Education is Iterative
SEEDS partners with Yayasan Tunas Aksara (YTA) to promote literacy in Indonesia. YTA operates a program called “Saya Suka Membaca” (SSM), meaning “I Like to Read”. SSM was originally conceived as a teacher training program. SSM staff designed and distributed their own contextualized curriculum, auxiliary materials, training, and mentoring, to elementary grade-1 teachers so that they could teach reading well throughout their teaching tenure. Their goals for students were simple: (a) read fluently (b) understand what was read (c) enjoy reading.
The SSM staff have continued to improve their practices according to the needs or challenges they encountered in the field, as good educators do. They streamlined processes, added new positions, made more books, corrected old ones, etc. In other words, YTA has reiterated SSM repeatedly since its inception. YTA has built a spiral staircase, if you will. Yet the big question is whether that spiral staircase performs as intended-Is SSM effective?

* **To do**
**1)** List the three goals for students that the passage on the SSM literacy program gives.
**2)** Translate this sentence from the passage on the SSM literacy program into Spanish: "SSM was originally conceived as a teacher training program."

* **Entries shown**
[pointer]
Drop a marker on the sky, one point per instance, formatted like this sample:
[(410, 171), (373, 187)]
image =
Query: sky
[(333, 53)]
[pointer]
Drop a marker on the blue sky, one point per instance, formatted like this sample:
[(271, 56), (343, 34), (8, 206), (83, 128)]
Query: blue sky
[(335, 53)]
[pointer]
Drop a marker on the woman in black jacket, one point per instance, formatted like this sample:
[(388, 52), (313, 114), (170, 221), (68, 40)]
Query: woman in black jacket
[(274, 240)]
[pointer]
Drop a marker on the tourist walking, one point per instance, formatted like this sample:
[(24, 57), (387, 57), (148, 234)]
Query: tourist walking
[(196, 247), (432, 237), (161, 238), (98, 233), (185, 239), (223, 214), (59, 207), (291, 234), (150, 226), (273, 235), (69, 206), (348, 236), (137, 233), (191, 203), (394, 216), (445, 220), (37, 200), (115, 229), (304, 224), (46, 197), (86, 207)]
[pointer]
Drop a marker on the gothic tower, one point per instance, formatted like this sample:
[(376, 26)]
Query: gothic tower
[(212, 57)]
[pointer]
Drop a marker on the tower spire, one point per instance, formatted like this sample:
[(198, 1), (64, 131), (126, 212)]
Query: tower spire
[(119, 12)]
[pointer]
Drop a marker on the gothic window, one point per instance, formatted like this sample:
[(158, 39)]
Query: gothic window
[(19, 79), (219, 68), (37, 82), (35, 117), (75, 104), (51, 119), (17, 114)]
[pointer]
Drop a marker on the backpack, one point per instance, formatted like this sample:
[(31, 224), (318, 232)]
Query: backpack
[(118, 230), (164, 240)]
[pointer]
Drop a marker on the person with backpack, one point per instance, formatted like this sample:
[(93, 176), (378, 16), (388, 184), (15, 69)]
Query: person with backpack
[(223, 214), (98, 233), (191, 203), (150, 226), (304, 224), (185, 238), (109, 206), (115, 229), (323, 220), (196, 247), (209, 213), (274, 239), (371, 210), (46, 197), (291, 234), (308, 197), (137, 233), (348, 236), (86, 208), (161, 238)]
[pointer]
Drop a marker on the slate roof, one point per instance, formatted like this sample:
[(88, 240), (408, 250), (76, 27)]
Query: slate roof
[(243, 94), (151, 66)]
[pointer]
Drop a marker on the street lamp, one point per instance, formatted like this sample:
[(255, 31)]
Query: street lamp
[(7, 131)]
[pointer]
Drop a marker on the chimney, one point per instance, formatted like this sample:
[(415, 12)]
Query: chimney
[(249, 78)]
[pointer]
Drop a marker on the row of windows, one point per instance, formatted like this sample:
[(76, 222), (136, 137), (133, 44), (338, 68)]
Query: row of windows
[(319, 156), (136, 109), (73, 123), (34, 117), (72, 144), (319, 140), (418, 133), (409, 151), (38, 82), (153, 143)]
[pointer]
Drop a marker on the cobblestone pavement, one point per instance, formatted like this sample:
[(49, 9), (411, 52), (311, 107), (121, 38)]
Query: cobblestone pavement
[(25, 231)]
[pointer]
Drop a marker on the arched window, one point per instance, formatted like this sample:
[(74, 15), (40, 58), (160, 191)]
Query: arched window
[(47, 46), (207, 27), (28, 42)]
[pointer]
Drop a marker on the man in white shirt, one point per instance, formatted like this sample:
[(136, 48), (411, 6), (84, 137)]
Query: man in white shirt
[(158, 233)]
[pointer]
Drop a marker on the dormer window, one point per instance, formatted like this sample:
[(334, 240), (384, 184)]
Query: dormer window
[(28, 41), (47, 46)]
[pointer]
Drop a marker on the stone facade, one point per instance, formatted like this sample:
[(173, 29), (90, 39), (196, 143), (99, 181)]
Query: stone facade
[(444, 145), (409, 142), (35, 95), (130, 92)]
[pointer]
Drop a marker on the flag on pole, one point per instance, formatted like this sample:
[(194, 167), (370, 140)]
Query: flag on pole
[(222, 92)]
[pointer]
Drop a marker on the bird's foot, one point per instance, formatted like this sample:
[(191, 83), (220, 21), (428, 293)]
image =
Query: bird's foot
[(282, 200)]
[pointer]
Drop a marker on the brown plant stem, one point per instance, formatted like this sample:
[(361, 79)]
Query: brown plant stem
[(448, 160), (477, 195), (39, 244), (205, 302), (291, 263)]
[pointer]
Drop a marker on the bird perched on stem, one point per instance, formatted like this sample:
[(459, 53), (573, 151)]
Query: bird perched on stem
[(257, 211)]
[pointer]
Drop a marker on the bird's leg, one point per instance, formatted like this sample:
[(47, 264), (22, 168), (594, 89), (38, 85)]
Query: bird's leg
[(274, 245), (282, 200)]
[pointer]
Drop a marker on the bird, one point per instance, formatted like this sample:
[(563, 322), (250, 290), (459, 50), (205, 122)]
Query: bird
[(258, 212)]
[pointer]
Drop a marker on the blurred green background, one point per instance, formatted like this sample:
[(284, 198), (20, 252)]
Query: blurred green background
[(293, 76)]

* **Expected results**
**1)**
1. Read fluently
2. Understand what was read
3. Enjoy reading

**2)** SSM se concibió originalmente como un programa de formación docente.